(Dataset entries)
* * * * *

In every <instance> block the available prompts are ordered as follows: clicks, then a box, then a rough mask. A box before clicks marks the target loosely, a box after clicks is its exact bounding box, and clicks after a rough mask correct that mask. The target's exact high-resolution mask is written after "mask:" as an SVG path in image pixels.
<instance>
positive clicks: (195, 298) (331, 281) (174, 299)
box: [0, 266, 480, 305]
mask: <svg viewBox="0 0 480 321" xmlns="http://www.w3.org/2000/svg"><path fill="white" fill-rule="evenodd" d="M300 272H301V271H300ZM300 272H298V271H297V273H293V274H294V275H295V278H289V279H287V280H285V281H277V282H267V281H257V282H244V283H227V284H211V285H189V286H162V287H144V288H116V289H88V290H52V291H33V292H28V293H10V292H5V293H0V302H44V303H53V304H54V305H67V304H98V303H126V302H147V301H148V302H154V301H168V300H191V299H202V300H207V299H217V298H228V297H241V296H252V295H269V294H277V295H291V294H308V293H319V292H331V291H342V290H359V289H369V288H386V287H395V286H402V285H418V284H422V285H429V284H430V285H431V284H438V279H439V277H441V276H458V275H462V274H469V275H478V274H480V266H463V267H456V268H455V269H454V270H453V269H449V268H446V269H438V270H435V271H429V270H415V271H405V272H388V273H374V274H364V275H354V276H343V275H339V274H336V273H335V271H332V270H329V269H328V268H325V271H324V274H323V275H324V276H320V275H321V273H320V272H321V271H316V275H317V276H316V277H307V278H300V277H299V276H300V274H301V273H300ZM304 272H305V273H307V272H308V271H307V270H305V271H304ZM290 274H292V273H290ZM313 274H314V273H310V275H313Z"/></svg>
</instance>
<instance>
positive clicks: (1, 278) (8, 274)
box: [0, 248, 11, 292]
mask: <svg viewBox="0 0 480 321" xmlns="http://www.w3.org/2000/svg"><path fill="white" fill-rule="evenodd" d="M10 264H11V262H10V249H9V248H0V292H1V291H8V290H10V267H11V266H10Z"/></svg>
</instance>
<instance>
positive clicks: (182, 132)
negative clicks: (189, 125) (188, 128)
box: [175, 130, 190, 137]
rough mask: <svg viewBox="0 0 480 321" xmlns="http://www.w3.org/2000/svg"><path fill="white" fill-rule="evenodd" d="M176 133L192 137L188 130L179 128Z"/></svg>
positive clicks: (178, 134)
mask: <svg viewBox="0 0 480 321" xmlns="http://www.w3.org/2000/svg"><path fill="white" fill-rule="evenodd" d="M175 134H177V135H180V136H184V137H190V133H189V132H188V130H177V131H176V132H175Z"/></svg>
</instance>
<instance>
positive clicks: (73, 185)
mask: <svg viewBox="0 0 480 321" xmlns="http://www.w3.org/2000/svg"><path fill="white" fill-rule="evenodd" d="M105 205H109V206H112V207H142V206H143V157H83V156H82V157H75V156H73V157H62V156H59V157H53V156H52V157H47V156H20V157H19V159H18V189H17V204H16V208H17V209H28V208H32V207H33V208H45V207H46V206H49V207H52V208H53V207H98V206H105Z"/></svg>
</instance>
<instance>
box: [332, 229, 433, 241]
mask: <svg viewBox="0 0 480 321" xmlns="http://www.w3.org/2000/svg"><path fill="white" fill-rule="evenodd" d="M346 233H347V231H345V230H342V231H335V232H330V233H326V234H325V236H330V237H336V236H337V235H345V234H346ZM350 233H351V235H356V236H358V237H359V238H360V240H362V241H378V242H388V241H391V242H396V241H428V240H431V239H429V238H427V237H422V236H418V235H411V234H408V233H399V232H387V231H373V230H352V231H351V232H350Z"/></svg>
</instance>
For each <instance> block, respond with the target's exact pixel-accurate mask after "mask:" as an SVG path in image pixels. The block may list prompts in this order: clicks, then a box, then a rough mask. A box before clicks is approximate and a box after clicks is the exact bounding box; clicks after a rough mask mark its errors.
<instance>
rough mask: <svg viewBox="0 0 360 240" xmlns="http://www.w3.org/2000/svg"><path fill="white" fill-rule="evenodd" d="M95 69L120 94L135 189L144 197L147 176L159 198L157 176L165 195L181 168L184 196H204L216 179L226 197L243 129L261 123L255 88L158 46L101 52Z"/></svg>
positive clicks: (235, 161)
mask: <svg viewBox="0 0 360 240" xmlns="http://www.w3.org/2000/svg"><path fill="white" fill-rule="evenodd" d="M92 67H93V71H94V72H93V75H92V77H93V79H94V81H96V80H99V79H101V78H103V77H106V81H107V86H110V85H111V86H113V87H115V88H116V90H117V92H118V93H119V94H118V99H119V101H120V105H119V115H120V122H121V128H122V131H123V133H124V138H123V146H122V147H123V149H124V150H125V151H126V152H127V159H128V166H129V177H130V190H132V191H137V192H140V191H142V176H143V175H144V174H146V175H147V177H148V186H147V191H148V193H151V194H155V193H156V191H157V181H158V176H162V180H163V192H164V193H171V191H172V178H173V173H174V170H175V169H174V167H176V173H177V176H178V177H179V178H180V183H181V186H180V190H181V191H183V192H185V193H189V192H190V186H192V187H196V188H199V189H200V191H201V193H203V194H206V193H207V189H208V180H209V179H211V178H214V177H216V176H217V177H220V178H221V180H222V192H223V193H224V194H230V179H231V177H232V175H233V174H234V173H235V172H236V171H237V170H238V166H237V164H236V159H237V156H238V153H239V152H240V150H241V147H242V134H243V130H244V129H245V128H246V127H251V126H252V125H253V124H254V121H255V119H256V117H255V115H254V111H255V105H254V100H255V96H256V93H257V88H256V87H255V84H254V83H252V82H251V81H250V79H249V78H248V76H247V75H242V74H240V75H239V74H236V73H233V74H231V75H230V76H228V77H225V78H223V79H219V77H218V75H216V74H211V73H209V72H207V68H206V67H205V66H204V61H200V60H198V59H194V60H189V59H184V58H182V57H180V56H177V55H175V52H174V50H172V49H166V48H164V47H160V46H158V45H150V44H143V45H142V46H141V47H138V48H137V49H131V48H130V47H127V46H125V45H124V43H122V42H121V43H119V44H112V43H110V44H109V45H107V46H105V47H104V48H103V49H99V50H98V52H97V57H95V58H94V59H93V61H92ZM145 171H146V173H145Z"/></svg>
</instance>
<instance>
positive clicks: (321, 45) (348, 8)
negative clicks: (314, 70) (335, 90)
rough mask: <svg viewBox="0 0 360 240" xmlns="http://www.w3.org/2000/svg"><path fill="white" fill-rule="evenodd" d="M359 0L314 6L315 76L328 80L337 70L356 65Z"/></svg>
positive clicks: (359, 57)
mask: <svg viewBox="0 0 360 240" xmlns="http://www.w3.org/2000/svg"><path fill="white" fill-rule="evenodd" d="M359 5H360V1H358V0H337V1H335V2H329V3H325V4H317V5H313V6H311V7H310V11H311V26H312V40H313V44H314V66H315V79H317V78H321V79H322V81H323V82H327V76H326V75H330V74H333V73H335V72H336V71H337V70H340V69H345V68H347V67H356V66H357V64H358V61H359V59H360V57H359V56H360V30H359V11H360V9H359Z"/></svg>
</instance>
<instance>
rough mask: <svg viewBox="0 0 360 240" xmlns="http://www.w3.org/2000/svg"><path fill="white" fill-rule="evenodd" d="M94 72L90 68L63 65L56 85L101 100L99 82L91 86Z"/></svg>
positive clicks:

* * * * *

Exercise prompt –
Scan the data for the word "negative" and copy every line where it shows up.

Exercise result –
negative clicks: (189, 125) (188, 128)
negative clicks: (314, 70) (335, 90)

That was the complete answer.